Die Globalisierung beförderte Reichtum und Wohlstand, aber nicht für alle: Nürnberger Geschäftsleute betrieben Minen in Übersee, beuteten die dort einheimische Bevölkerung aus, beteiligten sich am transatlantischen Versklavungshandel und der Kolonisierung Amerikas. Auch an der Ostküste Afrikas und in Indien führten sie zusammen mit den Portugiesen blutige Wirtschaftskriege.

Die hochkarätige Ausstellung zeigt Leihgaben aus aller Welt, die Nürnbergs entscheidende Rolle für das Zusammenwachsen der Welt und seine globale Vernetzung veranschaulichen und dabei die dunklen Seiten nicht ausblenden.

Vernetzte Welten. Globalisierung im Fokus
10. April bis 24. Aug 2025

Bereits ab April 2025 stimmt ein Ausstellungsprojekt auf das Thema Globalisierung ein. Rund 35 Objekte aus dem eigenen Bestand thematisieren Ambivalenzen und offenbaren unser eigenes, oft widersprüchliches Verhalten. Exponatpaare aus historischen und zeitgenössischen Objekten beleuchten Kontinuitäten und werfen Fragen auf: Jeans und T-Shirt als alltägliche Kleidungsstücke aus dem 20. Jahrhundert, oft in asiatischen Ländern gefertigt, stehen einem in chinesischem Stil bestickten Seidengewebe aus dem 18. Jahrhundert gegenüber. Welche Produktionswege haben Textilien hinter sich, bevor wir sie erwerben? Wo wurden die Stoffe – damals wie heute – gewebt, gefärbt, zugeschnitten und vertrieben? Einem arabischen Astrolab aus dem 14. Jahrhundert ist ein modernes, GPS-basiertes Navigationsgerät aus dem 21. Jahrhundert zur Seite gestellt. Beide dienen der Orientierung und ermöglich(t)en das Etablieren von Handels- und Reisewegen – und befördern damit unsere Konsumgewohnheiten.

Einträge des Datensatzes

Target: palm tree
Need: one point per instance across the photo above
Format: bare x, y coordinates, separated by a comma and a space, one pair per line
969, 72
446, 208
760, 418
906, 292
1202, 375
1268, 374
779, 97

• LISTE DER AUFGABEN
(A) Zähle alle Gegenstände auf, die der Ausstellungstext in den Exponatpaaren aus historischen und zeitgenössischen Objekten nennt.
(B) Übersetze diesen Satz aus dem Ausstellungstext ins Englische: „Rund 35 Objekte aus dem eigenen Bestand thematisieren Ambivalenzen und offenbaren unser eigenes, oft widersprüchliches Verhalten.“
(C) Schreibe den Abschnitt des Ausstellungstextes zwischen „Die Globalisierung beförderte“ und „Seiten nicht ausblenden.“ ab, beide Stellen eingeschlossen.

• ANTWORTEN JE AUFGABE
(A)
- Jeans
- T-Shirt
- in chinesischem Stil besticktes Seidengewebe aus dem 18. Jahrhundert
- arabisches Astrolab aus dem 14. Jahrhundert
- modernes, GPS-basiertes Navigationsgerät aus dem 21. Jahrhundert

(B) Around 35 objects from its own collection address ambivalences and reveal our own, often contradictory behavior.

(C)
Die Globalisierung beförderte Reichtum und Wohlstand, aber nicht für alle: Nürnberger Geschäftsleute betrieben Minen in Übersee, beuteten die dort einheimische Bevölkerung aus, beteiligten sich am transatlantischen Versklavungshandel und der Kolonisierung Amerikas. Auch an der Ostküste Afrikas und in Indien führten sie zusammen mit den Portugiesen blutige Wirtschaftskriege.

Die hochkarätige Ausstellung zeigt Leihgaben aus aller Welt, die Nürnbergs entscheidende Rolle für das Zusammenwachsen der Welt und seine globale Vernetzung veranschaulichen und dabei die dunklen Seiten nicht ausblenden.